Tuesday, 28 April 2009

Latency hiding patterns in CPUs

Latency is a major factor in CPU design. Most general purpose CPUs execute a sequence of instructions with the logical convention that one instruction completes before the next starts. However memory access latency and even the latency of pure computation bottleneck the achievable processing throughput. To circumvent this a number of techniques are used to parallelise computation and communication.

Conductors have capacitance and resistance and therefore take time to switch between voltage levels. This manifests as a propagation delay proportional to the length of the conductor. As CPU clock speeds increase, the time between each rising clock edge reduces and the maximum length of conductor that can be charged in that time shrinks. CPUs and other data-path designs must be designed to ensure that no signal propagation path is near the tolerance for propagation delay at the designed maximum clock speed.

In practice this means that there is a trade-off between clock frequency and circuit size. Large circuits can accomplish more per clock cycle, but cannot be clocked as high as smaller circuits. To continue increasing clock rates with a fixed feature size, a circuit must be broken up into smaller and smaller sub-circuits with synchronous boundaries. Even this is not enough in some cases as the clock signals themselves are skewed by the propagation latencies across the chip. In some cases this is solved by having islands of synchronous logic which communicate asynchronously as no synchronous clock can span the whole circuit.

So even within a chip, there can be a large, and growing difference between local and remote communication latency. Ignoring this simplifies designs but forces lowest common denominator performance. This trade-off between complexity and latency awareness and tolerance is repeated at many layers of the system stack.

Even within a synchronous logic island on a chip, there is latency to be hidden. Instruction fetch, decode and execute takes time and pipelining used in CPU designs to maximise throughput despite irreducible latency. The various steps of instruction decode, register selection, ALU activation etc. are split out with latches between so that the maximum propagation delay in any stage of the pipleine can be minimised. For example, a datapath with a 400 gate worst-case propagation delay could theoretically be split into 4 stages, each with a 100 gate worst case propagation delay, allowing a 4 times faster clock speed.

With pipelining in a CPU, the first instruction to be processed takes at least the same amount of time to be completed, but after that, a new instruction can be completed on every clock cycle - theoretically allowing 4 times as many instructions to be completed per unit time. In practice memory latency and bandwidth limits and dependencies between instructions mean that the pipeline can stall, or bubbles can form, reducing the achieved throughput. However, these problems can often be alleviated and pipelines have been very successful in CPU design with instruction fetch-execute-retire pipelines comprising as many as 40 or more stages with multiple instances of stages in super-scalar designs

So pipelining in general allows repetitive serial task processing to be parallelised with potential benefits :
  • Increased parallelism between instances of serial tasks
    Allowing greater throughput
  • Benefits of task-specificity (instruction and data caching benefits)

**Problems to work on**
1. In the post on latency hiding in CPUs, how many stages can instruction fetch-execute-retire pipelines comprise?
2. Reproduce the post on latency hiding in CPUs between "Tuesday, 28 April" and "computation and communication.", inclusive, swapping "CPUs" for "processors".
3. Extend the post on latency hiding in CPUs beyond its final line.
The items after this post come from a different source.

**Extracted material**
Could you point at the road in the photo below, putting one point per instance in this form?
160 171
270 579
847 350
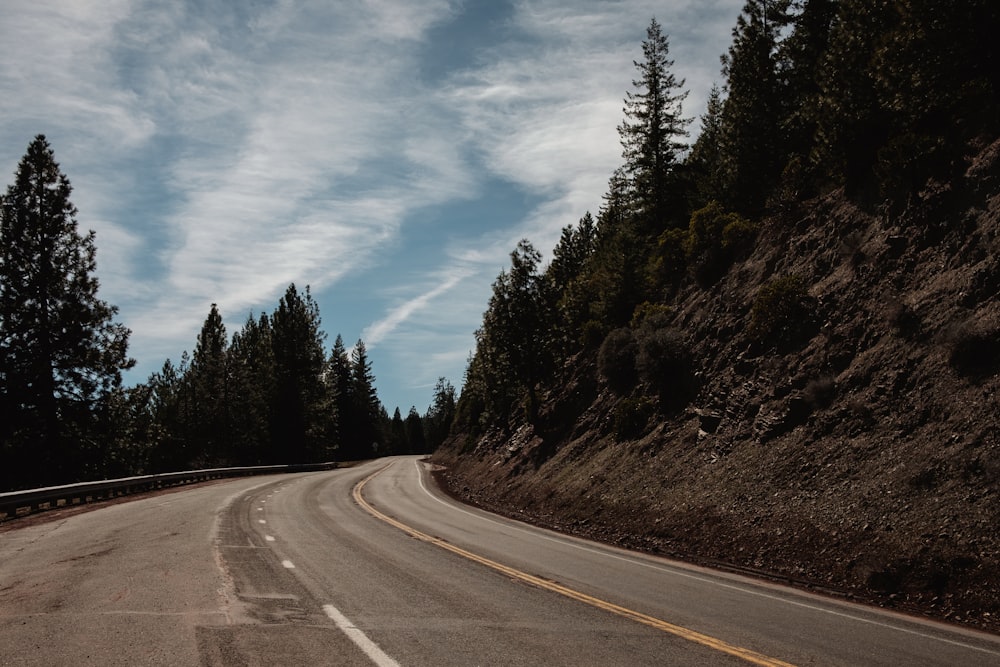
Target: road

**Results for the exercise**
1. They can comprise as many as 40 or more stages.

2.
Tuesday, 28 April 2009

Latency hiding patterns in processors

Latency is a major factor in CPU design. Most general purpose processors execute a sequence of instructions with the logical convention that one instruction completes before the next starts. However memory access latency and even the latency of pure computation bottleneck the achievable processing throughput. To circumvent this a number of techniques are used to parallelise computation and communication.

3.
    Potentially improving efficiency

and the following caveats :
  • Dependencies between tasks must be understood and honoured
    Sometimes this reduces or eliminates parallelism
  • Pipeline stalls or bubbles due to job starvation or dependencies will reduce throughput
    The pipeline must be kept fed.
  • Achievable throughput is bottlenecked by the slowest stage
    As with a production line, the slowest worker sets the pace.
    As with a production line, slow workers can be duplicated to improve throughput.
  • Individual task latency can increase

Pipelining as a general technique can apply to any system that processes tasks of a regular form which can be split into stages. The SEDA system from Harvard is a general purpose server framework for implementing server processes as pipelined stages. The software setting allows more flexible and dynamic tradeoffs to be made between pipeline lengths and widths. It also offers a flexible way to separate asynchronous and synchronous steps.

Other interesting latency hiding techniques seen in CPUs are mostly associated with hiding memory access latency.

Latency hiding patterns

I want to write an entry about latency hiding patterns. Unfortunately my previous attempts became too long and boring even for me. This time I'm going to try something smaller and less rich to get the blog-flow more regular.

I'm interested in latency hiding patterns as I repeatedly see them being implemented at all levels of systems from the silicon to the top of the application stack. Often latency hiding techniques are what deliver better-than-Moore's law performance improvements and can have great impacts to usability as well as throughput and system efficiency.

I would describe latency hiding techniques as things that :
  • Maximise the value of communication
  • Maximise the concurrency of communication and computation
Communication value is maximised by avoiding communication, and when it cannot be avoided, minimising the overheads.
Communication and computation concurrency is maximised by maximising the independence of communication and computation. This requires understanding the dependencies between computation and communication.

Right, all very abstract. Let's hope some examples are more interesting.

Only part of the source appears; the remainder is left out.